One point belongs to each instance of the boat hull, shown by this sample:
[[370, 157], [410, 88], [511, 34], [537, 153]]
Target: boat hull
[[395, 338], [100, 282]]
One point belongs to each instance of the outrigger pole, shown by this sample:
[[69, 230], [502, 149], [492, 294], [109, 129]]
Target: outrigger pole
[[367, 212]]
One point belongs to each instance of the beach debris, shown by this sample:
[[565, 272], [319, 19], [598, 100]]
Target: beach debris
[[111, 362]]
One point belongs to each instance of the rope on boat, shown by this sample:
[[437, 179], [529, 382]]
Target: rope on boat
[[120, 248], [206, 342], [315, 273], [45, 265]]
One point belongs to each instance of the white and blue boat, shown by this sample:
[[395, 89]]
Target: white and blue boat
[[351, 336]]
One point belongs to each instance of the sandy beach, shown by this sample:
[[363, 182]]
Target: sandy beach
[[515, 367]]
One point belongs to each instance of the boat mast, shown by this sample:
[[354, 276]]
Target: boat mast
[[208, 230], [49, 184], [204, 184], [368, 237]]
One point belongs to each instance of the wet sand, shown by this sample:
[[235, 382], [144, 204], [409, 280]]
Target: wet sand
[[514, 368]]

=======

▸ Directions for this task
Every entry should be output again exactly as written.

▸ Written solution
One point belongs to each instance of the boat hull, shown by this sample:
[[370, 157], [410, 88], [511, 34], [537, 153]]
Target: boat hull
[[395, 338], [100, 282]]
One point belongs to each instance of the outrigger pole, shown by this sample:
[[69, 230], [502, 149], [492, 294], [109, 129]]
Target: outrigger pole
[[367, 212]]
One point belongs to each instance of the beach debris, shown by this sample:
[[565, 272], [319, 19], [598, 100]]
Target: beach debris
[[111, 362]]
One point belongs to each instance of the rope on boat, shown by this sample:
[[437, 179], [529, 382]]
Target: rope on boat
[[120, 248], [206, 342], [315, 273], [45, 265]]
One point belongs to each instance of the white and blue boat, shown by this sample:
[[395, 89]]
Target: white and blue boat
[[351, 336]]
One point belongs to each instance of the sandy beach, shown by this sample:
[[363, 182]]
Target: sandy beach
[[515, 367]]
One point belongs to each instance of the boat mast, shown by this sample:
[[354, 276]]
Target: boat mast
[[208, 230], [49, 184], [204, 184], [368, 237]]
One point belongs to each instance of the wet sand, shown by this sample:
[[235, 382], [144, 204], [409, 280]]
Target: wet sand
[[514, 368]]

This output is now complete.